▸ SET TASK
Reproduce every line of the data below verbatim, leaving the pictures out of your answer.
** start SUPPLIED INFORMATION **
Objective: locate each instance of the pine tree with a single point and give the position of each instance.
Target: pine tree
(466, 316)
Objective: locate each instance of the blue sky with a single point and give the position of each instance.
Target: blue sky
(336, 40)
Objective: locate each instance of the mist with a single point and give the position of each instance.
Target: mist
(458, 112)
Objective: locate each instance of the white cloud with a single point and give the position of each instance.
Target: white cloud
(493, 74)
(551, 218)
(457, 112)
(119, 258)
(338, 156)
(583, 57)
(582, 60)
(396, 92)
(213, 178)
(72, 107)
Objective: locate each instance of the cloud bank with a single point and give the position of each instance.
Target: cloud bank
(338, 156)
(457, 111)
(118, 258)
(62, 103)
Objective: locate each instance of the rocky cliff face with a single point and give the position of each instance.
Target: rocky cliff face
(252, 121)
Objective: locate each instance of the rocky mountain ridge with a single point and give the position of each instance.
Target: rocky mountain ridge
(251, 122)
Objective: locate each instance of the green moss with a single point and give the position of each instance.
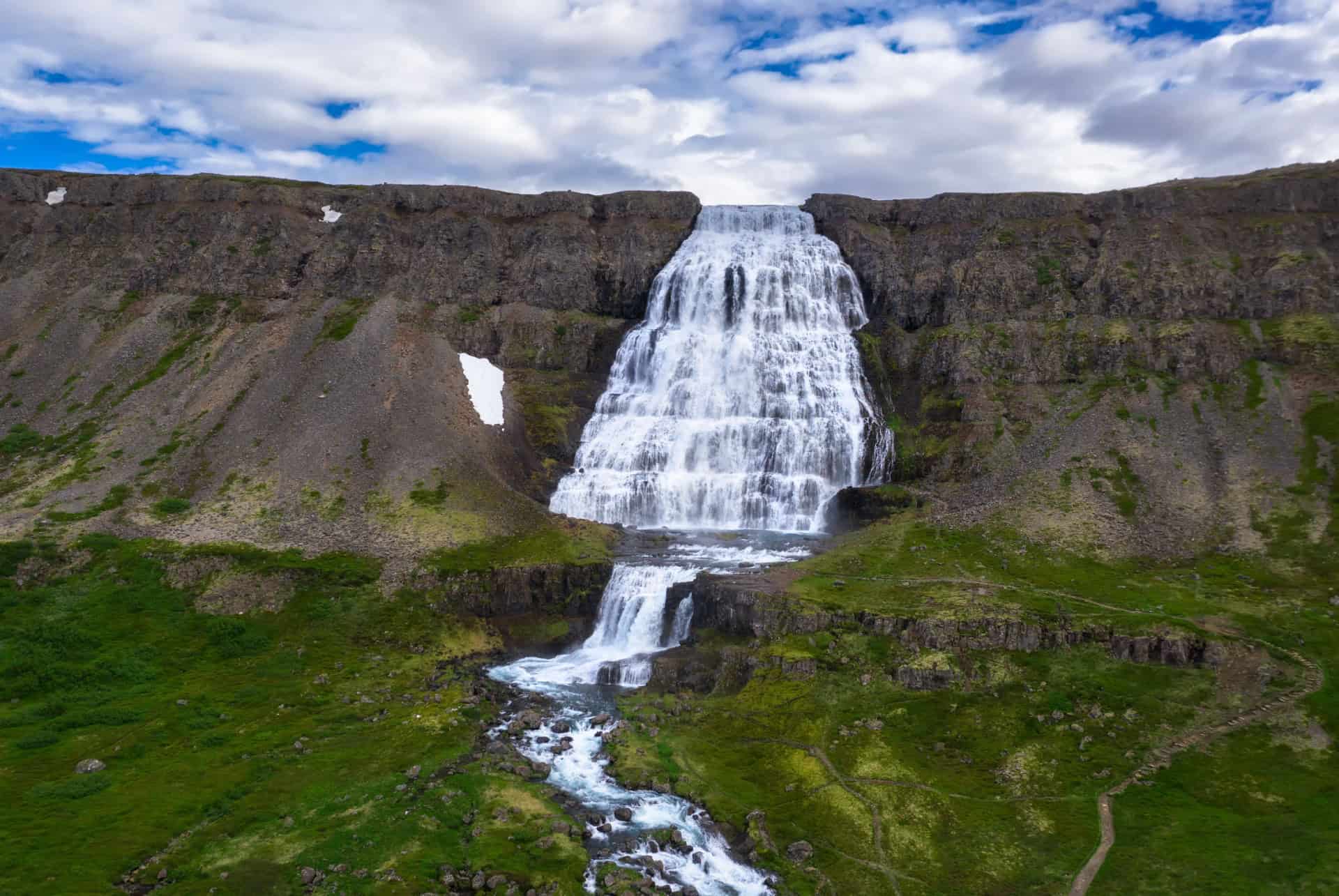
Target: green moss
(172, 507)
(196, 717)
(569, 541)
(114, 499)
(1255, 385)
(19, 439)
(160, 367)
(1047, 272)
(342, 321)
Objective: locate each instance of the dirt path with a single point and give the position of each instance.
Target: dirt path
(1161, 757)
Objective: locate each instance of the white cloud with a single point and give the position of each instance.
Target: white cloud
(615, 94)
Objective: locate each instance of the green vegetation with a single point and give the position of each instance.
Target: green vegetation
(197, 718)
(340, 321)
(116, 497)
(1004, 765)
(1047, 272)
(1255, 385)
(564, 541)
(974, 792)
(160, 367)
(172, 507)
(1120, 483)
(19, 439)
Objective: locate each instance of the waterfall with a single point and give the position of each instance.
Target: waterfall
(739, 402)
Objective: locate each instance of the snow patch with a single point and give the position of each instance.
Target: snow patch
(485, 388)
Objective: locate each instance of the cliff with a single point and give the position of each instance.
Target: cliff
(206, 358)
(1145, 370)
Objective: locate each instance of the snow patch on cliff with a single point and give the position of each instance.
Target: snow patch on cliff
(485, 388)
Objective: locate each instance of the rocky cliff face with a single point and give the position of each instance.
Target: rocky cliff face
(1132, 369)
(552, 590)
(732, 606)
(206, 358)
(1251, 247)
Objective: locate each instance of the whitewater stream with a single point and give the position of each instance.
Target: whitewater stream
(739, 406)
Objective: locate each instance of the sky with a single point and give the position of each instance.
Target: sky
(738, 101)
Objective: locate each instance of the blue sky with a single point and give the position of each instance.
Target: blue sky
(739, 101)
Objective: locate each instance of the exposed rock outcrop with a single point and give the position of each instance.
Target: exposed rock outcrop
(732, 606)
(1256, 245)
(1024, 340)
(212, 337)
(516, 591)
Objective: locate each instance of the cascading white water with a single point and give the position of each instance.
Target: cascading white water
(739, 402)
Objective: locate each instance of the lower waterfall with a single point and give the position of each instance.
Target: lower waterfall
(738, 405)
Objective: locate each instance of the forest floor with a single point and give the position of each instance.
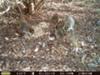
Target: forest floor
(45, 46)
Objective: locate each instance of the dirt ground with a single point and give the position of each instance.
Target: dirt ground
(43, 44)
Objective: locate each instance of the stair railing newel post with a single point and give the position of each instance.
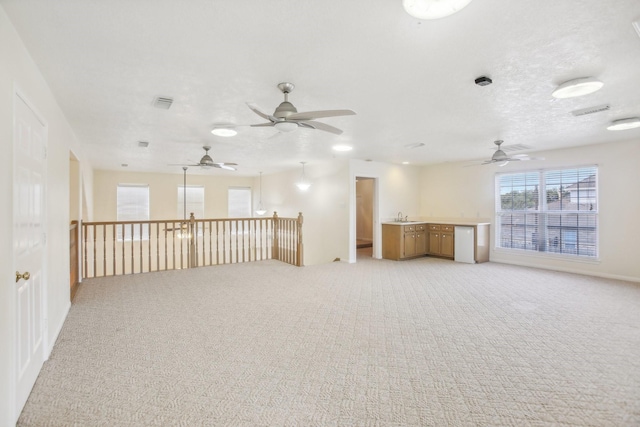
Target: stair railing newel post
(192, 241)
(275, 250)
(299, 258)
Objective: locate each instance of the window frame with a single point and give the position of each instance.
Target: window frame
(552, 237)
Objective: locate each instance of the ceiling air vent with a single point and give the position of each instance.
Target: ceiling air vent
(515, 147)
(591, 110)
(163, 102)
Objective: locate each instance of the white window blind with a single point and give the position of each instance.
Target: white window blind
** end SUPPLIED INFORMATION **
▸ RESPONSE
Objective: locate each instance of the pine tree with a single point and give the position of each instance.
Target: pine tree
(466, 316)
Objective: locate each instance of the blue sky with a single point and give the position of each instance.
Target: blue sky
(336, 40)
Objective: locate each instance of the mist with a single point and give the position of each instance.
Target: mist
(458, 112)
Objective: locate each instance of the white cloud with a single point and give the position of each instance.
Target: white cloud
(493, 74)
(551, 218)
(457, 112)
(119, 258)
(338, 156)
(583, 57)
(582, 60)
(396, 92)
(213, 178)
(72, 107)
Objective: locate each instance of the cloud bank with a single point and give the position of each instance.
Target: cloud bank
(338, 156)
(457, 111)
(118, 258)
(62, 103)
Objective: locate each instance of the rocky cliff face with a single point and give the position of each instance.
Target: rocky cliff face
(252, 121)
Objective: locate each instance of the rocky mountain ridge with a single point and give the position of each instance.
Target: rocky mountain ridge
(251, 122)
Objective: locate each instance of the green moss with a single point and give the position of each instance.
Target: green moss
(172, 507)
(196, 717)
(569, 541)
(114, 499)
(1255, 385)
(19, 439)
(160, 367)
(1047, 272)
(342, 321)
Objective: locate each instance of the dirt path with a single point and give the position of each instance.
Target: dirt path
(1161, 757)
Objective: locate each instance of the white cloud with a single point and give the position of each instance.
Target: white cloud
(615, 94)
Objective: locate each instance of the green vegetation with a single point and give the position of each instance.
Target: green vegetation
(197, 718)
(340, 321)
(116, 497)
(1004, 765)
(1047, 272)
(1255, 385)
(564, 541)
(974, 792)
(160, 367)
(172, 507)
(1120, 483)
(19, 439)
Objective: locate each instance of the waterfall with a single point and give the position of each instance.
Target: waterfall
(739, 402)
Objective: locate each instance of the snow patch with a single point and give the position of each instance.
Target: snow patch
(485, 388)
Objective: locate each instance of the cliff with a single point and give the position of each instance.
Target: cliff
(206, 358)
(1145, 370)
Objective: locate each instance of the snow patch on cliff with a single point and give the position of each instance.
Target: snow patch on cliff
(485, 388)
Objective: locate each instance of the rocky cliff face with a single point and give the position of each instance.
Target: rocky cliff face
(1132, 369)
(552, 590)
(732, 606)
(206, 358)
(1251, 247)
Objective: locate each instance of the whitewater stream with a single point and give the position of each instance.
Target: whitewater stream
(739, 406)
Objective: locate each instance of the sky with a single point and give the position of each instance.
Target: sky
(738, 101)
Objective: locate each instance of the blue sky with a single point and give the position of each instance.
Target: blue sky
(739, 101)
Objective: locate each instance of the exposed rock outcrop with a single point and give the position of each instance.
Target: exposed rock outcrop
(732, 606)
(1256, 245)
(1024, 340)
(212, 337)
(516, 591)
Objective: locate each instance of the cascading white water with a single point and give the position of each instance.
Target: cascading white water
(739, 402)
Objective: locate each instance of the lower waterfall with a single point and give the position of each instance.
Target: lower waterfall
(738, 405)
Objective: locate each instance of the forest floor with a single point and give the position of each instance.
Target: forest floor
(45, 46)
Objective: locate each instance of the dirt ground with a single point and give the position of each instance.
Target: dirt ground
(43, 44)
Objective: locate each instance of the stair railing newel post with a single point and give the position of each instance.
Target: stair railing newel post
(192, 241)
(275, 250)
(299, 258)
Objective: locate each instance of the window frame with a single point and give the position of each instance.
Target: window frame
(552, 237)
Objective: locate each instance of the ceiling air vent with a single point and give the position of each instance.
Target: ceiling air vent
(515, 147)
(591, 110)
(163, 102)
Objective: locate each instance of the white window blind with a single point and give the position of each instance.
Target: white window blind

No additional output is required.